§ DATA SUPPLIED
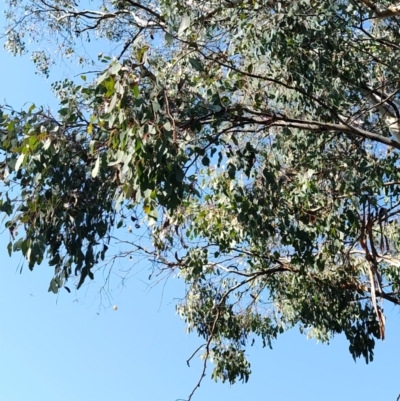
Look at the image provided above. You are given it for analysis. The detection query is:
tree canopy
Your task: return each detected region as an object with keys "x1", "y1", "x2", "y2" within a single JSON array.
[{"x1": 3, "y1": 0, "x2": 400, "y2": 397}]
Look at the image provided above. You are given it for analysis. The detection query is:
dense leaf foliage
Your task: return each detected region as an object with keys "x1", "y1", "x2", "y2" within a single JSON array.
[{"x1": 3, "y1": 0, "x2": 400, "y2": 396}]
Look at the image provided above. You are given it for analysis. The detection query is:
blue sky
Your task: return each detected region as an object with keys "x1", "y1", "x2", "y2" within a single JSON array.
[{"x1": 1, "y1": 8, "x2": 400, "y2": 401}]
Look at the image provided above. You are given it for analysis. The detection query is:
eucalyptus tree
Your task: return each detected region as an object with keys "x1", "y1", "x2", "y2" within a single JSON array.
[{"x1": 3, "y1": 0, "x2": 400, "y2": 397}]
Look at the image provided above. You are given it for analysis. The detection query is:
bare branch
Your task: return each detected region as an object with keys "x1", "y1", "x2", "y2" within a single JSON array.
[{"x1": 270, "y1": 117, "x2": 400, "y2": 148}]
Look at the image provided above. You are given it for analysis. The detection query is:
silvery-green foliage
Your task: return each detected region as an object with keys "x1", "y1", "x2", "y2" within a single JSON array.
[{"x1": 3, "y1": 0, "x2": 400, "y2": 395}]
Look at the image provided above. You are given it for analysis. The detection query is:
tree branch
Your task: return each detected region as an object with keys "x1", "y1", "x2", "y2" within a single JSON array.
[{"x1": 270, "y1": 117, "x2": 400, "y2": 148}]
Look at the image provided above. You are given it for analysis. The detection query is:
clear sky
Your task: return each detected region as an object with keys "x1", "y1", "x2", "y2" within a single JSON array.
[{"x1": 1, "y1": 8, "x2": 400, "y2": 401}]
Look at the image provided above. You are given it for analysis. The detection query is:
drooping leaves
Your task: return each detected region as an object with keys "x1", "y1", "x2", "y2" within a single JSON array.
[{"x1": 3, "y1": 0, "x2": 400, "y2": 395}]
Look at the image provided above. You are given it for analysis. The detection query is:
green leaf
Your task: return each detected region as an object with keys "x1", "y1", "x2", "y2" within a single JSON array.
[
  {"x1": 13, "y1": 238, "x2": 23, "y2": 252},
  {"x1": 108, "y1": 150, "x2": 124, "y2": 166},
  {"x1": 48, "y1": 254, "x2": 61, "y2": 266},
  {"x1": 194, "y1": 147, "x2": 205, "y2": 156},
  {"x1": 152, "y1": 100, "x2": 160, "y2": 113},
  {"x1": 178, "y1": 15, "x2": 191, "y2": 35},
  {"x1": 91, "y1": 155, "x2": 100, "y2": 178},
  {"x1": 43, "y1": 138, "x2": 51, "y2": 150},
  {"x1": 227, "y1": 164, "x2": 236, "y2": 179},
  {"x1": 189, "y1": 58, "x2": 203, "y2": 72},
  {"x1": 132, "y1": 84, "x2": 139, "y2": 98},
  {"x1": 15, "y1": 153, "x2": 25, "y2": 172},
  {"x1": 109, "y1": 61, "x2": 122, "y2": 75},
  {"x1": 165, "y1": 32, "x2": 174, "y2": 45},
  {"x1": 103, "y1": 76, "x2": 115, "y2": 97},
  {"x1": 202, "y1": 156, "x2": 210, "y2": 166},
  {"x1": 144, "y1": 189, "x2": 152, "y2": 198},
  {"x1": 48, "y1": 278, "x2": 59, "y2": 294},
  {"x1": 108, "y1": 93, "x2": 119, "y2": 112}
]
---
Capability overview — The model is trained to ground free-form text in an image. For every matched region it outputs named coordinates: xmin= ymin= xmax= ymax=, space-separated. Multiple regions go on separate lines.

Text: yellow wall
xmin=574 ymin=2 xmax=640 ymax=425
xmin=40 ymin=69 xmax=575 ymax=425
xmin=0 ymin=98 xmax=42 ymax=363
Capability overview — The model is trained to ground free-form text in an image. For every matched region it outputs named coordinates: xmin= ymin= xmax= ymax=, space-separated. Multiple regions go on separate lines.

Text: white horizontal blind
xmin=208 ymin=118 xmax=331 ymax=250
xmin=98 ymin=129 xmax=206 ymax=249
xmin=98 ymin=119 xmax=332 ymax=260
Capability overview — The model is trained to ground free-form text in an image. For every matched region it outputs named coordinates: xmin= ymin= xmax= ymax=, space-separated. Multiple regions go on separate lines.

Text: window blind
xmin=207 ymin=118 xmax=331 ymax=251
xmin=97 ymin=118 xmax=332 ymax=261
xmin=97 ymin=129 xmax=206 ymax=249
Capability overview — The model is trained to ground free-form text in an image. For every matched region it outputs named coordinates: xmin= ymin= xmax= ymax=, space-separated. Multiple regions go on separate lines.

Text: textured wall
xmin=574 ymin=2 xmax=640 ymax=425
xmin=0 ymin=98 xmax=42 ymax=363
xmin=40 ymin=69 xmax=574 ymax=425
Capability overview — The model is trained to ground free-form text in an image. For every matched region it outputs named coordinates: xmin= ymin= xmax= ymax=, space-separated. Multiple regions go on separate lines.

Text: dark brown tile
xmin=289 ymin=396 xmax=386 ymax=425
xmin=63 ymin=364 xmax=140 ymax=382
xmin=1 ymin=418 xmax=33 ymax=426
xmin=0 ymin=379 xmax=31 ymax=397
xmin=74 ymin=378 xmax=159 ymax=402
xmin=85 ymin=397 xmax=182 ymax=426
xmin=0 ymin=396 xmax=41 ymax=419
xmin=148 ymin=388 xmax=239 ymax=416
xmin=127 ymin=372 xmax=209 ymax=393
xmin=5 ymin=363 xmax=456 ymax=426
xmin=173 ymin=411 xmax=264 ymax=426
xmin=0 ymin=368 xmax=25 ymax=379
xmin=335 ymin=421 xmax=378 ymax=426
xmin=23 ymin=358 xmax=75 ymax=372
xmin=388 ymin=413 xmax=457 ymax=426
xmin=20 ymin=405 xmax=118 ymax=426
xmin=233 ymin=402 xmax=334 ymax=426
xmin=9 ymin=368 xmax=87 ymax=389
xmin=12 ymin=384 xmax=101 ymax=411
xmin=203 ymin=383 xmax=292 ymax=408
* * *
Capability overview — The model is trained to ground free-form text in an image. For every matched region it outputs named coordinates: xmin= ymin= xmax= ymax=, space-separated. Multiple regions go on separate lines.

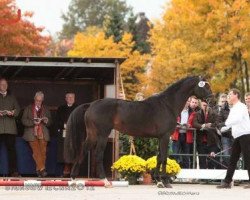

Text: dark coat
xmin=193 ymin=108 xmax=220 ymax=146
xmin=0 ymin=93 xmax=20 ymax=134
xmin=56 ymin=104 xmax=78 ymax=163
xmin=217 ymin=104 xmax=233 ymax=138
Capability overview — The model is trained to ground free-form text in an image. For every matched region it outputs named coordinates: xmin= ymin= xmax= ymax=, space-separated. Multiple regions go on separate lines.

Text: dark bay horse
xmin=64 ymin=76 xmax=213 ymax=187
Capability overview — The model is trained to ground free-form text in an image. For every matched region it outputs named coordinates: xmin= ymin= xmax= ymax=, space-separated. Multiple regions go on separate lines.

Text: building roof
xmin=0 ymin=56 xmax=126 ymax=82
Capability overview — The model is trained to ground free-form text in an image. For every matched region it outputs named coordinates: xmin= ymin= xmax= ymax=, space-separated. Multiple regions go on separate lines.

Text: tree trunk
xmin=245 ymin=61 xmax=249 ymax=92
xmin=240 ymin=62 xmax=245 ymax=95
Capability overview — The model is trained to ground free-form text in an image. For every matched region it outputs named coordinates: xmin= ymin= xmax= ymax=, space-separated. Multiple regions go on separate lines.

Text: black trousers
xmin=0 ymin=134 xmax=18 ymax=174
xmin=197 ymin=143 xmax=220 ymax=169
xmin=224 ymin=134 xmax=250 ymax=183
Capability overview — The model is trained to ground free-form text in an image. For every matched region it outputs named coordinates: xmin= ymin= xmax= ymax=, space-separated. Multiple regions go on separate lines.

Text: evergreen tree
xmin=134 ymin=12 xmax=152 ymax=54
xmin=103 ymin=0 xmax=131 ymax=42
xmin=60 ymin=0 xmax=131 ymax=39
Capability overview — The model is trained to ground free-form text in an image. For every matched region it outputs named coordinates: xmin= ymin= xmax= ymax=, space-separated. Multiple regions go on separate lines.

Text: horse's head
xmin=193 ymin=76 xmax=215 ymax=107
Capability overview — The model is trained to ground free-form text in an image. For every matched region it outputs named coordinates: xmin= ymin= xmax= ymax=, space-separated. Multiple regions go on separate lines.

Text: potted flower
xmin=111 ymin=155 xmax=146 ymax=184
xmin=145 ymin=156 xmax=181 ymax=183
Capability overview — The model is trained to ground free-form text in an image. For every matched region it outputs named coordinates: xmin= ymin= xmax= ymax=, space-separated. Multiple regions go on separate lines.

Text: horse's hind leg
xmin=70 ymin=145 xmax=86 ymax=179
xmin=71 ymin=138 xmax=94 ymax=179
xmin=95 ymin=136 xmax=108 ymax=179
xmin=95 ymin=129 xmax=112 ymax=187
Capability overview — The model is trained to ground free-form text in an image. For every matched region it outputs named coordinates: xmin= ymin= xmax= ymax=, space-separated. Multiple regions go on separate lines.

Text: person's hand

§ WHAT THE TASK REQUIRES
Using the listing above, gather each line that holds the string "foliage" and copy it.

§ ANSWER TO THIS EXERCISE
dense leaf foliage
silvery-green foliage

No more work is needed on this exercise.